▸ Consegne:
a) Secondo il brano sul viaggio in Himalaya, quanti giorni durò il viaggio sulle vette himalayane?
b) Prosegui il brano sul viaggio in Himalaya a partire dalla sua ultima frase.

▸ Testo proposto:
▼▼▼

La vita, gli impegni, il lavoro, le emozioni, le relazioni… tutto corre lungo un sottilissimo filo chiamato equilibrio. Cosa accade quando questo si spezza, si rompe, si frantuma? Si perdono i riferimenti e tutto viene rimesso in gioco e in discussione. Una rottura, una separazione. Ecco il punto di disequilibrio che ha scosso l’autore al punto da cercare in sé stesso prima e nel mondo poi una nuova origine.
Per guardare in sé stesso con uno sguardo nuovo Oscar Di Montigny sente il bisogno di allontanarsi dai luoghi a lui noti e inizia il suo viaggio verso mete sconosciute e paesaggi inesplorati ma, sopratutto, verso il suo io interiore.
Un viaggio di cinquantotto giorni sulle vette himalayane alla ricerca di risposte lo hanno condotto, invece, verso domande più grandi. La sua vita era sempre stata caratterizzata da una bulimia del fare, anni interi trascorsi nella ricerca costante di una performance il cui risultato comprovasse il suo presunto valore.
Nelle remote regioni dell’Himalaya egli riscopre invece il potere della riflessione e della solitudine, i veri motori che hanno stimolato la sua trasformazione personale.

La solitudine è un’assenza di tempo. Non è l’isolamento di fatto, né l’incomunicabilità di un contenuto di coscienza, ma l’unità indissolubile fra l’essere umano e l’atto del suo esistere. Il mondo odierno sembra ossessionato dalla velocità: centrare sempre più obiettivi in sempre meno tempo.
La nostra idea di tempo come unità quantizzabile e misurabile è piuttosto recente e legata all’idea di produttività. Il concetto di «il tempo è denaro» spiega molto bene la concezione di una vita consacrata alla produzione di beni e al guadagno. E il tempo dedicato alla produzione quantificabile dei beni, diventa esso stesso un qualcosa da misurare. Società ed economia sembrano ruotare, quindi, intorno al concetto di tempo proprio mentre in fisica esso viene del tutto annullato.

▲▲▲

Dati memorizzati:

▼▼▼

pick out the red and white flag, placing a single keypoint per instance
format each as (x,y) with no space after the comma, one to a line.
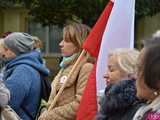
(114,29)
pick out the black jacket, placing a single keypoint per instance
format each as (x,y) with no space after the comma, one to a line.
(120,102)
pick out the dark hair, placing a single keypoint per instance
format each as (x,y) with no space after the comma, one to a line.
(152,66)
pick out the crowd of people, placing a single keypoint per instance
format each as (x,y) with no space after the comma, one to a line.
(132,78)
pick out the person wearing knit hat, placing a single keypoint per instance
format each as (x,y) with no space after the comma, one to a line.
(19,43)
(23,71)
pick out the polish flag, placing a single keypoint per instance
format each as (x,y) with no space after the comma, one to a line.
(114,29)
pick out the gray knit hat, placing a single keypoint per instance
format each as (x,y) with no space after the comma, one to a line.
(19,42)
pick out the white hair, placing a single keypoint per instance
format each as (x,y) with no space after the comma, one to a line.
(126,59)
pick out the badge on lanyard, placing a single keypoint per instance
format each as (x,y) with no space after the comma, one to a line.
(63,79)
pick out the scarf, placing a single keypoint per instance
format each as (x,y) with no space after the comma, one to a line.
(154,106)
(69,60)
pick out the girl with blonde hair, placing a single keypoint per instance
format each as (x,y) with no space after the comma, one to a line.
(71,47)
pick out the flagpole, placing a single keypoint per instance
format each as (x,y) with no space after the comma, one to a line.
(69,75)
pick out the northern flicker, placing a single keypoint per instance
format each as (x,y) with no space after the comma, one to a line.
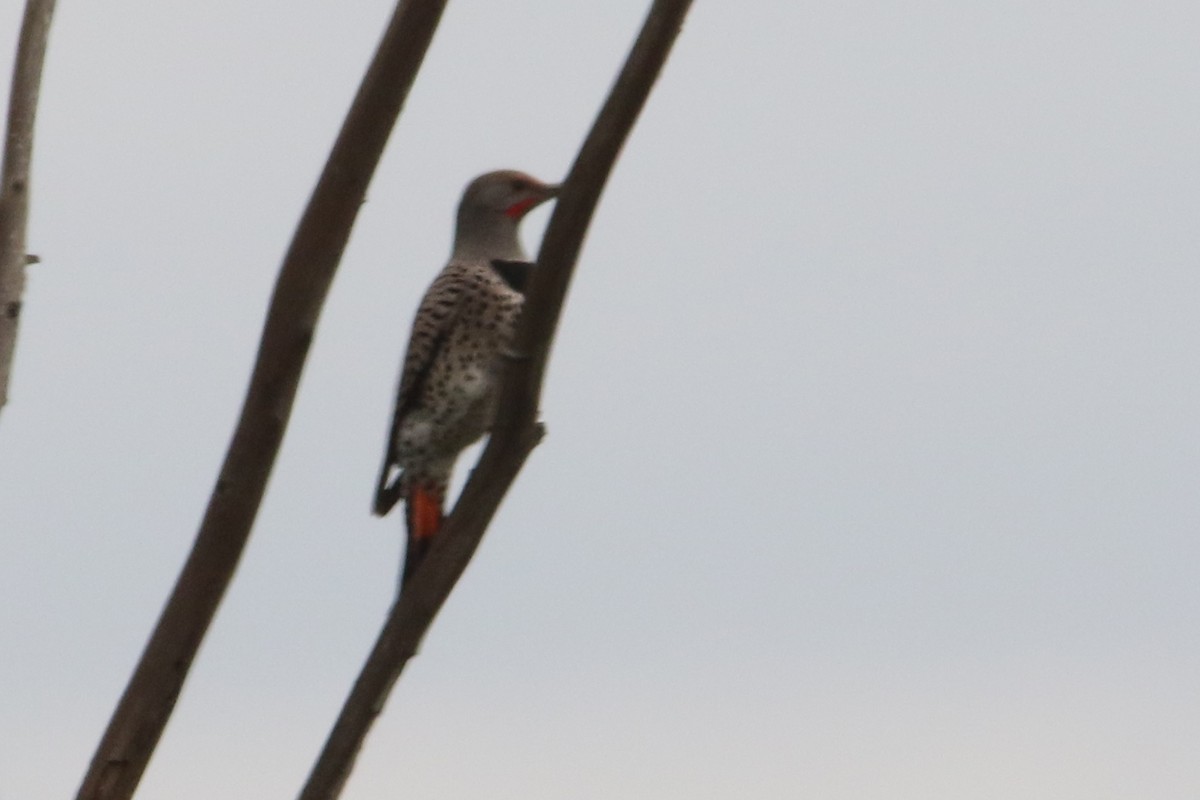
(448,383)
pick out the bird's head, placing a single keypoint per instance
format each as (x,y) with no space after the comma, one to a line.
(491,209)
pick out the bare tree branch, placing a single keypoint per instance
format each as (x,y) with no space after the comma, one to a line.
(300,290)
(516,431)
(18,150)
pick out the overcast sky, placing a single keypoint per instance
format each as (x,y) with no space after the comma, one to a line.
(874,441)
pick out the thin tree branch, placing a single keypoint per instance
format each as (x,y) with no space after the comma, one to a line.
(516,431)
(18,150)
(300,290)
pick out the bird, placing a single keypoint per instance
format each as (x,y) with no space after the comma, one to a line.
(449,377)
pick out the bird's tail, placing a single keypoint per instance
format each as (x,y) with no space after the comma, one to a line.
(423,515)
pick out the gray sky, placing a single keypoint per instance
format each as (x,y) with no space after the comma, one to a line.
(873,453)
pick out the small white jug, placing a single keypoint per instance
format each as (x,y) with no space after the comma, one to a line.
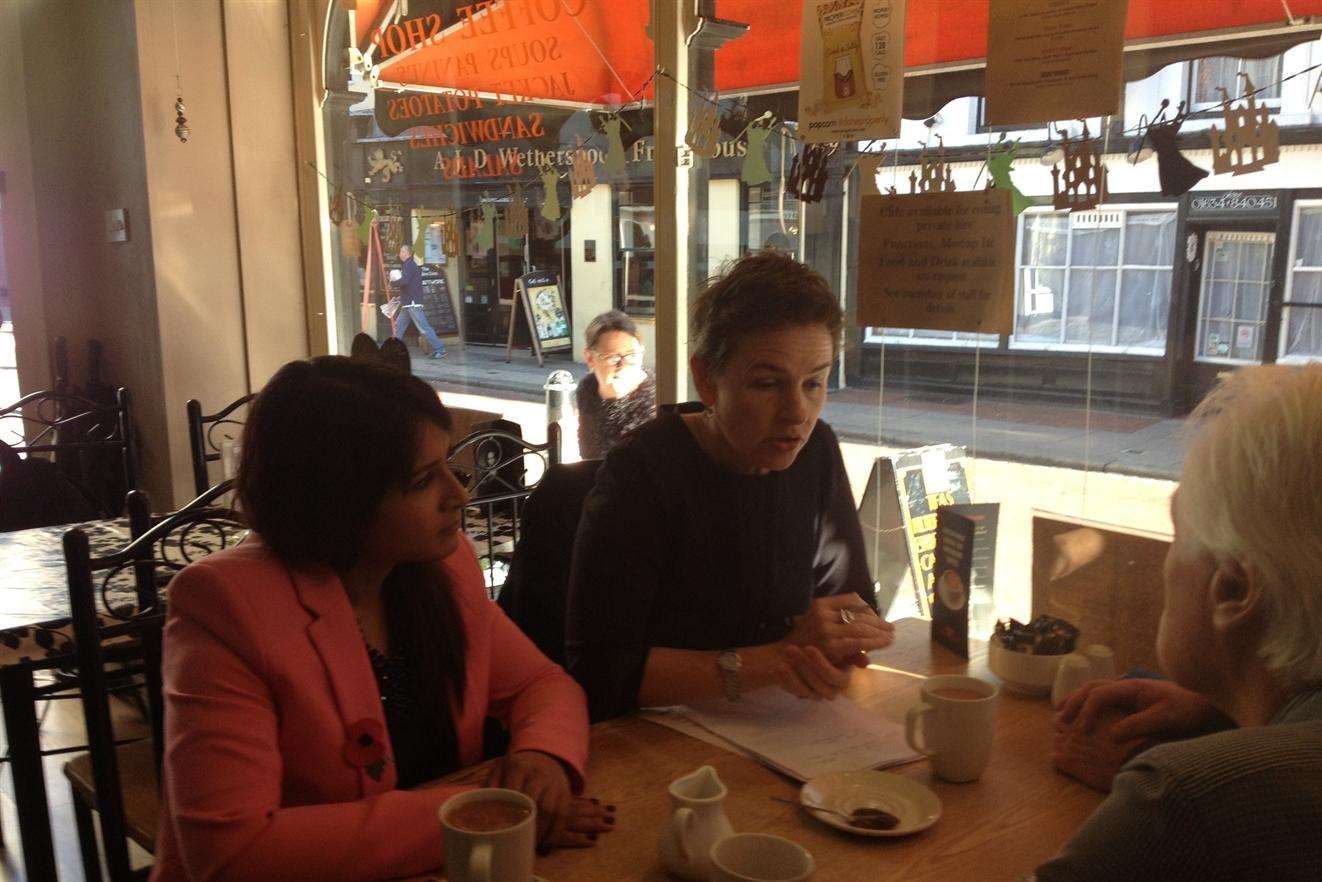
(697,823)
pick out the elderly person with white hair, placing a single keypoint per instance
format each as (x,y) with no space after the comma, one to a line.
(1240,639)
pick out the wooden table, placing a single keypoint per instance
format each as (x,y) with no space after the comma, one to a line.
(996,828)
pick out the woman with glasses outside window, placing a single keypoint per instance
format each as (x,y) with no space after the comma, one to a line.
(719,550)
(619,394)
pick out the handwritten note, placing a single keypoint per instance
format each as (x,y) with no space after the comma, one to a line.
(1050,60)
(937,261)
(804,739)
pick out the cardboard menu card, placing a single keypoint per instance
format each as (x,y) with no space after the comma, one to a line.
(965,558)
(1050,60)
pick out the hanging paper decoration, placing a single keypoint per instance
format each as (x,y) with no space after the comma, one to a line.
(551,199)
(807,179)
(755,169)
(582,172)
(1080,184)
(336,206)
(933,175)
(450,237)
(487,234)
(516,216)
(615,144)
(703,134)
(1174,171)
(998,168)
(419,246)
(391,229)
(386,165)
(1247,128)
(348,238)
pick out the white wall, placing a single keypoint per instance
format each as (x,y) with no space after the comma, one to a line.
(722,224)
(19,212)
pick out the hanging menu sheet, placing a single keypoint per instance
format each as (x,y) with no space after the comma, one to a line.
(1051,60)
(937,261)
(852,70)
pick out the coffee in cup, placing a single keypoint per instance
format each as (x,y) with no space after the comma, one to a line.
(953,725)
(488,815)
(489,836)
(759,857)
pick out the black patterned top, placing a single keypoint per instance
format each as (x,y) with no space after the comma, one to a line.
(604,422)
(423,749)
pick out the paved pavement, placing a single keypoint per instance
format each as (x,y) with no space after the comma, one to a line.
(1011,430)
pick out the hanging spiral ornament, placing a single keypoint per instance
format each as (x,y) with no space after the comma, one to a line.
(180,120)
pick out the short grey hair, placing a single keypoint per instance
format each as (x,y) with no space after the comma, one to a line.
(606,323)
(1252,491)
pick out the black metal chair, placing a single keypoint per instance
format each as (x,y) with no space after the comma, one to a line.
(500,471)
(536,590)
(90,442)
(208,433)
(118,644)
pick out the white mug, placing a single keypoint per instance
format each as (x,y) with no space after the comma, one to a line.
(1101,661)
(1075,671)
(759,857)
(957,731)
(503,854)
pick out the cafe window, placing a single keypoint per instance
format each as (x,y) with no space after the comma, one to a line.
(1208,76)
(1095,279)
(1235,291)
(1301,319)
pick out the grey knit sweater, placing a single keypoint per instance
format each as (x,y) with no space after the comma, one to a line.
(604,422)
(1240,804)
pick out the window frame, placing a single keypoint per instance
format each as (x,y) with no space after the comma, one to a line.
(1211,109)
(1125,209)
(1290,269)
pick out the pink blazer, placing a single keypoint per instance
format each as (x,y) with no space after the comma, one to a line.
(266,672)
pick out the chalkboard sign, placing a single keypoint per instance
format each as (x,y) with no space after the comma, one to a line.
(546,307)
(436,302)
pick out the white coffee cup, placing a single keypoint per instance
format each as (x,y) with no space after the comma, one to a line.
(759,857)
(1101,661)
(955,731)
(1074,671)
(503,854)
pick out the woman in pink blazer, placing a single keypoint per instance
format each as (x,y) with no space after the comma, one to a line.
(347,652)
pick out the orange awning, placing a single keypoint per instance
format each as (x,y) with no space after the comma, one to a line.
(947,32)
(603,54)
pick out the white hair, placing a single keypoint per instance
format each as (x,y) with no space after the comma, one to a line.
(1252,491)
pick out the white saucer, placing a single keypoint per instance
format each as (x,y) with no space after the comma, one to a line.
(916,805)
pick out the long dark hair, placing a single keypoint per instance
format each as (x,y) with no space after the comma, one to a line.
(324,442)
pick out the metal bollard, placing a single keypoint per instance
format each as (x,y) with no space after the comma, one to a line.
(559,396)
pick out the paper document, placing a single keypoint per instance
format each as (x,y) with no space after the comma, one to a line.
(803,738)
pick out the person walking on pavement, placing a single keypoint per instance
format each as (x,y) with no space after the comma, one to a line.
(409,284)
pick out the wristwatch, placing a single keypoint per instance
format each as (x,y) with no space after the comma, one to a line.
(727,667)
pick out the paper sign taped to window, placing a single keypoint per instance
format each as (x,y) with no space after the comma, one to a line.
(852,70)
(1050,60)
(937,261)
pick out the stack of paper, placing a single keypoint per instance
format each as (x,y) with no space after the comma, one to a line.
(799,738)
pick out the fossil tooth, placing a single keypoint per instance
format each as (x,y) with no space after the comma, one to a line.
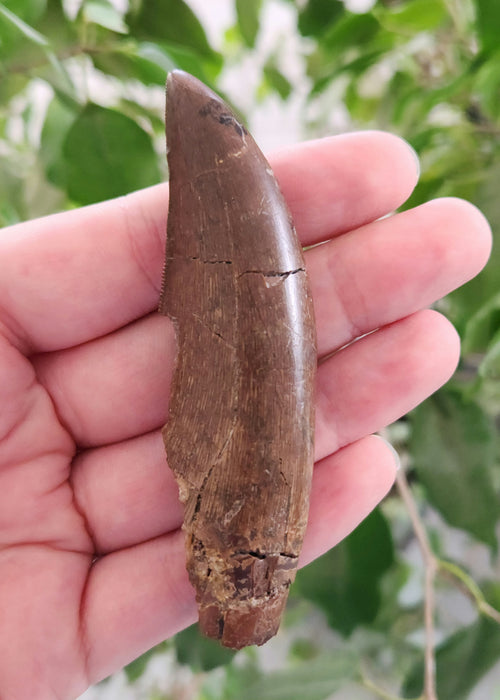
(239,434)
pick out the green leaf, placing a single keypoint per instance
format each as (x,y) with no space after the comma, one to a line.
(488,23)
(104,14)
(461,661)
(247,13)
(170,21)
(489,368)
(276,80)
(318,15)
(107,155)
(315,679)
(9,18)
(200,652)
(58,120)
(453,446)
(410,17)
(345,582)
(482,326)
(146,61)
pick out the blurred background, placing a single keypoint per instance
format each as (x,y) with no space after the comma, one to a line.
(81,120)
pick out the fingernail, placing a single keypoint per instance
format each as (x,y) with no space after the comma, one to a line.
(394,453)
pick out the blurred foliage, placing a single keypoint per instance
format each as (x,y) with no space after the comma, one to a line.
(81,120)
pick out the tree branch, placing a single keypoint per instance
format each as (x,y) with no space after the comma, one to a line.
(431,567)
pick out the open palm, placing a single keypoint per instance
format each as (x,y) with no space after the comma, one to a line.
(91,554)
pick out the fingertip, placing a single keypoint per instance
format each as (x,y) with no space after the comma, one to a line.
(443,342)
(469,222)
(338,183)
(347,485)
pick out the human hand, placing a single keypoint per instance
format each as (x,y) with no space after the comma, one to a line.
(91,553)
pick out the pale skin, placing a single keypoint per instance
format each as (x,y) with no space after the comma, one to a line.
(91,552)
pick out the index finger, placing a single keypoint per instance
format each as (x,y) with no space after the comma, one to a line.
(75,276)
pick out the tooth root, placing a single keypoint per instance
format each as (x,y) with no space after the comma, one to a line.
(239,434)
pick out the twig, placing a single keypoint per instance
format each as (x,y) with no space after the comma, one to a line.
(431,567)
(377,690)
(470,587)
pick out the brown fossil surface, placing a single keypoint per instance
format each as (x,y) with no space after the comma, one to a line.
(239,434)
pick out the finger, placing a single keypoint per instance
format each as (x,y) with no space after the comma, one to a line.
(389,269)
(81,274)
(128,494)
(361,281)
(137,597)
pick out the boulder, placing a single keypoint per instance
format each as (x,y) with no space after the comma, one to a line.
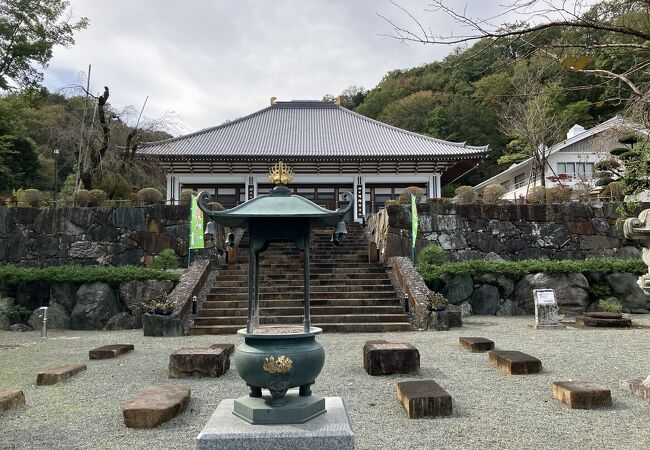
(32,295)
(96,304)
(57,317)
(510,308)
(627,290)
(64,294)
(485,300)
(134,294)
(458,288)
(123,321)
(571,290)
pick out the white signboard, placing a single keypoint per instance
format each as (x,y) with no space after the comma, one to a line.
(545,296)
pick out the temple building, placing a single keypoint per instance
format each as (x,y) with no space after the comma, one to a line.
(330,149)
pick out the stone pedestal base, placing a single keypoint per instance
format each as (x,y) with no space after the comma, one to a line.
(258,410)
(329,431)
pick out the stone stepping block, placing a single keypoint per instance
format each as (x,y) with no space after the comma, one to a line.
(424,398)
(200,362)
(229,348)
(10,398)
(600,322)
(387,358)
(638,387)
(514,363)
(156,405)
(604,315)
(581,395)
(476,344)
(110,351)
(58,374)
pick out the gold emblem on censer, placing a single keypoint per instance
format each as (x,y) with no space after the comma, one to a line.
(281,365)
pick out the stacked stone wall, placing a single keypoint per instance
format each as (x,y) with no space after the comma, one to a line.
(41,237)
(509,232)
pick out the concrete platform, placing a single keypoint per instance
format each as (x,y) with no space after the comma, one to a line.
(329,431)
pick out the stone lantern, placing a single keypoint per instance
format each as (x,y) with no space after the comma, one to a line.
(639,229)
(279,358)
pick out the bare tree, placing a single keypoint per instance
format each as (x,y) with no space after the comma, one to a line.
(530,116)
(588,31)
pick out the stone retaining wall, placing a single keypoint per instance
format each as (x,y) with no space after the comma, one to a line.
(509,232)
(105,235)
(496,294)
(90,306)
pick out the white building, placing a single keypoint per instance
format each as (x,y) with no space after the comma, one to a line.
(575,156)
(329,148)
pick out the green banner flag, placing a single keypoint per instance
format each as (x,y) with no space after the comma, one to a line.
(415,221)
(196,225)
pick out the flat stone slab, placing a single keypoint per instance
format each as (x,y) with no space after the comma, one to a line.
(600,322)
(10,398)
(604,315)
(199,362)
(110,351)
(424,398)
(329,431)
(229,348)
(581,395)
(58,374)
(514,363)
(638,387)
(387,358)
(476,344)
(156,405)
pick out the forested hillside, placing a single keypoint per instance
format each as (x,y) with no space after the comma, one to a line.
(470,95)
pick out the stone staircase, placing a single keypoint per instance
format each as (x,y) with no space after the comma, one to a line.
(348,294)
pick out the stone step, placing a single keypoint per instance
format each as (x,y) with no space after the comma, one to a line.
(327,327)
(298,303)
(297,310)
(275,320)
(296,288)
(299,295)
(298,283)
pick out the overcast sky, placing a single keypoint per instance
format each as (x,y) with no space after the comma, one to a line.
(208,61)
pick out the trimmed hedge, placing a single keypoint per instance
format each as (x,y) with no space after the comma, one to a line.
(11,275)
(517,269)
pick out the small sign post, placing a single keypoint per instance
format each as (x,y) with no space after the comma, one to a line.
(546,311)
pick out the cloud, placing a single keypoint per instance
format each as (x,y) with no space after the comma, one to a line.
(212,61)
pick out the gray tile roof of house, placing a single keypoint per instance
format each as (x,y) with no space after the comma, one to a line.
(308,129)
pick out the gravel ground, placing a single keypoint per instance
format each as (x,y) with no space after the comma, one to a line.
(491,409)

▲▲▲

▸ Soluzioni delle consegne:
a) Cinquantotto giorni.

b)
I fisici sono addirittura arrivati a sostenere l’idea dell’inesistenza del tempo. La teoria loop quantum gravity descrive come si muovono le cose l’una rispetto all’altra, senza alcuna necessità di parlare di tempo. Concepito per la vita quotidiana, il tempo smette di essere necessario quando si studiano le strutture più generali del mondo. Si ha quindi una soggettivazione del concetto di tempo.1 Anche in antropologia il tempo è un costrutto sociale. Il fondamento delle categorie di tempo è il ritmo della vita sociale. Le attività organizzate in ciò che usiamo chiamare “lo scorrere del tempo” sono un costrutto storico-culturale e il calendario scandisce il ritmo delle attività collettive regolarizzandole.2
Dietro tutto questo c’è un distacco, della cultura occidentale, dalla natura e una paura del suo arresto. Ciò che manca alla nostra civiltà è esattamente l’idea del limite, del proprio limite. La nostra cultura è priva dell’illuminazione che proviene dalla pratica delle auto-sospensioni. E potrebbe essere proprio questa brama dell’oltre ogni limite, chiamata anche “il male dell’infinito”, la fonte dei problemi che affliggono la società moderna.
I lockdown in piena pandemia hanno arrestato gli ingranaggi di questa poderosa macchina economica che siamo abituati a pensare non solo come inarrestabile ma anche come universale, come un qualcosa di sacro e intoccabile.3 Eppure allora tutti hanno dovuto ripensare i propri spazi e tempi all’insegna di un’unico e collettivo scopo: rallentare.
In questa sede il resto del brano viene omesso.